**WHAT IS EXPECTED:**
Arrange everything in the listing below, from the line containing "facade above? Mark it with a dot." down to the end of the listing, as a JSON list of strings with one string for each line, leaving out blank lines.

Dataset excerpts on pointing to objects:

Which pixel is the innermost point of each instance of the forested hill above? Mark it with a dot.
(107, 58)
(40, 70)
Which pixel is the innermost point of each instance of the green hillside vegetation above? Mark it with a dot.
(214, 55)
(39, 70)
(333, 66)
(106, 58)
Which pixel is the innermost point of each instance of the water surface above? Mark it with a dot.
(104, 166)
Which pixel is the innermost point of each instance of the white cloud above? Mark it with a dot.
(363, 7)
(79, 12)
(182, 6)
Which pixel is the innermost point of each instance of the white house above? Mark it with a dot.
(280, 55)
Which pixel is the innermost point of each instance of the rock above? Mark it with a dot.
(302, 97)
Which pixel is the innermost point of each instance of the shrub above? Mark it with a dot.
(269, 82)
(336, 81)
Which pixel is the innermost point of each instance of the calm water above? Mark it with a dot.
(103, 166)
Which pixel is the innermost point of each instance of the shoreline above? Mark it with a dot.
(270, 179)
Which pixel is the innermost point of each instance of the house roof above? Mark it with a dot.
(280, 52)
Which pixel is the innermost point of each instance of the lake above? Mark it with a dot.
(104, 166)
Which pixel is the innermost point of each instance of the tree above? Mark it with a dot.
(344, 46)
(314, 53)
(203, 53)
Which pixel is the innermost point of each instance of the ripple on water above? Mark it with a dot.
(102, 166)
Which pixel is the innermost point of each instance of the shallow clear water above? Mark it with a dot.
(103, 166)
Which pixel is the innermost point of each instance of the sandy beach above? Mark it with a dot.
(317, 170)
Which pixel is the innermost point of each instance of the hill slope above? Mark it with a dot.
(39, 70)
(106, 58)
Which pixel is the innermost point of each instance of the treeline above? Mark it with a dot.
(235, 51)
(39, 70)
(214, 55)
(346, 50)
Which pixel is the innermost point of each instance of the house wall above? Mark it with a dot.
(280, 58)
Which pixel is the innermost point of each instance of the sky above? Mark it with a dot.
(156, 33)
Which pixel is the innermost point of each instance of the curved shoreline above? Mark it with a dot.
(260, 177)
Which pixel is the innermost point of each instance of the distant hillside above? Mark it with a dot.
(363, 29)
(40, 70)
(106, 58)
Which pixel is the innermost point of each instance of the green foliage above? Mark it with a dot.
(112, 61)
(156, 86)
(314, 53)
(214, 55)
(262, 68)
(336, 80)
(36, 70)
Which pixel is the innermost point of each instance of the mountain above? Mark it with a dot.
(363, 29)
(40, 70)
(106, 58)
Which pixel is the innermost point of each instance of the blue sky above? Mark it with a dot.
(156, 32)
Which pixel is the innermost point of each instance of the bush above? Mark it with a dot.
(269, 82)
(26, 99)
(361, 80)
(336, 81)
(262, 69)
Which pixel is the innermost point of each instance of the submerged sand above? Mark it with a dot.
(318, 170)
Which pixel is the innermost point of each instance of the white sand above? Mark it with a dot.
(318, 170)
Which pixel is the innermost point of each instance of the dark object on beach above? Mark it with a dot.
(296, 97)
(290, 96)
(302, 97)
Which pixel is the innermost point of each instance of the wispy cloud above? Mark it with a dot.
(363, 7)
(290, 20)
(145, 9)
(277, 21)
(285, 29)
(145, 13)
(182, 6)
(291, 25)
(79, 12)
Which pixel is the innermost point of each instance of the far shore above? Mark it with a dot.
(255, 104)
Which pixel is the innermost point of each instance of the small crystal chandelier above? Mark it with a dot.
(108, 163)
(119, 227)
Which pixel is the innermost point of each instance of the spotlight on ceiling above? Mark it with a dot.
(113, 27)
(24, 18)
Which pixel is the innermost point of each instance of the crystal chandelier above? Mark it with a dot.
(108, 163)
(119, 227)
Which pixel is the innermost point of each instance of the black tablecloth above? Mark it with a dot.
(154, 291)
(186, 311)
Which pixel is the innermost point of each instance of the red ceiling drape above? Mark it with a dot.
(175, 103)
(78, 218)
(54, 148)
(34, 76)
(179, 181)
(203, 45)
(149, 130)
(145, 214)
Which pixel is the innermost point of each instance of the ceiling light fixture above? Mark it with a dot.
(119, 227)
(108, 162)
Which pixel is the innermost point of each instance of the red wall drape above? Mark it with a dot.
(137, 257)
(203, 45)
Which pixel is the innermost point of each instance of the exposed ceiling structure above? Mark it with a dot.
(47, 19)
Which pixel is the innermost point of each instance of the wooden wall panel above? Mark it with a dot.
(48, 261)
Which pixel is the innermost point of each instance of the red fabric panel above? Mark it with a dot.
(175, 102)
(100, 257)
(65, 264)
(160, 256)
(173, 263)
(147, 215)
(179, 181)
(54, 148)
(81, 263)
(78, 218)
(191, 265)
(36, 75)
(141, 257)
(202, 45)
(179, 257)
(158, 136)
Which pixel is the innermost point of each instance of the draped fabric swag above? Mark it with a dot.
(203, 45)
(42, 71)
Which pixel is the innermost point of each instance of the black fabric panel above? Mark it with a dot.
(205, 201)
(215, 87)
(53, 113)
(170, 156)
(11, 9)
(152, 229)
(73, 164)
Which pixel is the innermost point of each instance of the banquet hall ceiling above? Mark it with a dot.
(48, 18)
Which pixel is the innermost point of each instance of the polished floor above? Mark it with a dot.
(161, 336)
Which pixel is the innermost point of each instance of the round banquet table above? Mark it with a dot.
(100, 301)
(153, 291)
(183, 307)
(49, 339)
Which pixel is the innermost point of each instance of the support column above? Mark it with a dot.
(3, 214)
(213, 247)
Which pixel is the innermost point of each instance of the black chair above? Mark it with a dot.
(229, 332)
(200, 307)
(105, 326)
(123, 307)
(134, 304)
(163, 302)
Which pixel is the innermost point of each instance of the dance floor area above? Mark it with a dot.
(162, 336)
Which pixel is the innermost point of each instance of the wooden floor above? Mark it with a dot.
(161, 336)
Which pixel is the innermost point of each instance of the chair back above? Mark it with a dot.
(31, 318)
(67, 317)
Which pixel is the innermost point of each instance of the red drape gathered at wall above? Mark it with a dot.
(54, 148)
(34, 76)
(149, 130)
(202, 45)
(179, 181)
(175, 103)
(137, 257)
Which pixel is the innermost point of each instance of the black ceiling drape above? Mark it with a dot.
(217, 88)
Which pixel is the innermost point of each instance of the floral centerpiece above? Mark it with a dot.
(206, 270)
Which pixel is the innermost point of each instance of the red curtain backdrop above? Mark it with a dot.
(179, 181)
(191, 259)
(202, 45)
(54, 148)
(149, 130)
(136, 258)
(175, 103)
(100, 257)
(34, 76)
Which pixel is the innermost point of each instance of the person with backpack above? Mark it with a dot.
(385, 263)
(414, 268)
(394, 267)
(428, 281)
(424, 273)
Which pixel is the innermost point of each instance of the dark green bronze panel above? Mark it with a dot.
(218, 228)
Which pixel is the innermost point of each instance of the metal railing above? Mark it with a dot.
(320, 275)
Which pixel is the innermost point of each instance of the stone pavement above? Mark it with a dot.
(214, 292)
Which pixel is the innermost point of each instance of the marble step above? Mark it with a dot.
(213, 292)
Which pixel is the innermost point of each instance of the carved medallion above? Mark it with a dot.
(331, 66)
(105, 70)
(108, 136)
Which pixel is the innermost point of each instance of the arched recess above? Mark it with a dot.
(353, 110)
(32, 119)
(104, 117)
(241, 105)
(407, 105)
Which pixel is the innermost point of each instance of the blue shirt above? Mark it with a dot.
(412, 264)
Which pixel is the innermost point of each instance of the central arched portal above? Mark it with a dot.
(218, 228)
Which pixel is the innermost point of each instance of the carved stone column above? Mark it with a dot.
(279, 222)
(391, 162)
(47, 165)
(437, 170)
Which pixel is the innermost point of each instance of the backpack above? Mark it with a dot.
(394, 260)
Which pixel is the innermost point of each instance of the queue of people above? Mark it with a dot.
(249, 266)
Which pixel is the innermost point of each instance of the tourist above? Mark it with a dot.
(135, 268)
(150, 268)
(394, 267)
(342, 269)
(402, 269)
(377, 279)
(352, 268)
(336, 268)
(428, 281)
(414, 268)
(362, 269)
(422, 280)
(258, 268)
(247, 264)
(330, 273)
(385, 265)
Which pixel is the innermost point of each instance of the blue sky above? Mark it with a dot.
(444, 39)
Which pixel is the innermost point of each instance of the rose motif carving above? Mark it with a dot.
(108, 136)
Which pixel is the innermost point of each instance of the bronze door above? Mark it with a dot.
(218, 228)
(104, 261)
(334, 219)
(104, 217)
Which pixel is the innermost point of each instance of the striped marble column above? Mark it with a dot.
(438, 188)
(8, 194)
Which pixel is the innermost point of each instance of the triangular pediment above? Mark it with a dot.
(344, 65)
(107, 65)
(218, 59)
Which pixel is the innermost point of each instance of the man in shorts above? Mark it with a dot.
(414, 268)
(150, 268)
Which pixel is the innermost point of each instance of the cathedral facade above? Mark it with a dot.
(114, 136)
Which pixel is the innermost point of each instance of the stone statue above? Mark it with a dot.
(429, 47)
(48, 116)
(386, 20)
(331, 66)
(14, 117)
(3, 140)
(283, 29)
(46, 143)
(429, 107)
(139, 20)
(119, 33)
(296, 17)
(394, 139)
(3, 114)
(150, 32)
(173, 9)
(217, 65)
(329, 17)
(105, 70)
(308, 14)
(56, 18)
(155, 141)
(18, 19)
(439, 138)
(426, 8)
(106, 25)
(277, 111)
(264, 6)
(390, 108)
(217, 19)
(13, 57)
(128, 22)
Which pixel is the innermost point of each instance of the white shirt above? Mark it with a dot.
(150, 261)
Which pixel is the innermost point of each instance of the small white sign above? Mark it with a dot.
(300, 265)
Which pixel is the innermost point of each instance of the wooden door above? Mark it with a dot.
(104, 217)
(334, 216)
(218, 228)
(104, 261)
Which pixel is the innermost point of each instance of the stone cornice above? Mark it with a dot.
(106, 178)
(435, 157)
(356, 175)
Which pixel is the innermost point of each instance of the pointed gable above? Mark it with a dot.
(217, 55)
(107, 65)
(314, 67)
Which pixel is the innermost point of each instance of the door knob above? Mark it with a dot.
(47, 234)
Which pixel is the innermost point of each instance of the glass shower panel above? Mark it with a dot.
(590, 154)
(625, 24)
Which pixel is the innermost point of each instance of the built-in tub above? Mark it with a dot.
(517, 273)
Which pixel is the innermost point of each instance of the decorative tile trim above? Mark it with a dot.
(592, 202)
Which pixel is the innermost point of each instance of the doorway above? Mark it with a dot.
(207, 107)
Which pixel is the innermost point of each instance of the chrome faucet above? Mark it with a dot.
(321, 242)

**WRITTEN ANSWER:**
[
  "Which pixel is the innermost point of each instance of the cathedral facade above? Mark it with a dot.",
  "(114, 136)",
  "Which pixel is the innermost point of each instance of the stone statue above? Mark it with a dot.",
  "(429, 47)",
  "(48, 116)",
  "(386, 20)",
  "(331, 66)",
  "(14, 117)",
  "(3, 140)",
  "(283, 29)",
  "(46, 143)",
  "(429, 107)",
  "(139, 20)",
  "(119, 33)",
  "(296, 17)",
  "(394, 139)",
  "(3, 114)",
  "(150, 32)",
  "(173, 9)",
  "(217, 65)",
  "(329, 17)",
  "(105, 70)",
  "(308, 14)",
  "(56, 18)",
  "(155, 141)",
  "(18, 19)",
  "(439, 138)",
  "(426, 8)",
  "(106, 25)",
  "(277, 111)",
  "(264, 6)",
  "(390, 108)",
  "(217, 19)",
  "(13, 57)",
  "(128, 22)",
  "Which pixel is the innermost point of each instance of the white shirt above? Mark it with a dot.",
  "(150, 261)",
  "Which pixel is the innermost point of each instance of the small white sign above? Mark it with a dot.",
  "(300, 265)",
  "Which pixel is the innermost point of each instance of the wooden door above? Mark it with a dot.",
  "(104, 217)",
  "(334, 216)",
  "(218, 228)",
  "(104, 261)",
  "Which pixel is the innermost point of each instance of the stone cornice above? Mark it with a dot.",
  "(106, 178)",
  "(435, 157)",
  "(356, 175)",
  "Which pixel is the innermost point of each instance of the pointed gable above? Mark it with a dot.",
  "(217, 55)",
  "(107, 65)",
  "(314, 67)",
  "Which pixel is the innermost point of each instance of the door knob above? Mark it with a dot.",
  "(47, 234)",
  "Which pixel is the innermost point of each instance of the glass shower panel above? Mark it with a dot.",
  "(590, 154)",
  "(625, 24)",
  "Which pixel is the innermost point of each instance of the built-in tub above? Mark it with a dot.",
  "(517, 273)",
  "Which pixel is the innermost point of each instance of the decorative tile trim above? Mark it with a dot.",
  "(592, 202)",
  "Which pixel is the innermost point of each instance of the doorway above? Mark it with a dot.",
  "(207, 107)",
  "Which pixel is the innermost point of each instance of the chrome faucet above? Mark it with a dot.",
  "(321, 242)"
]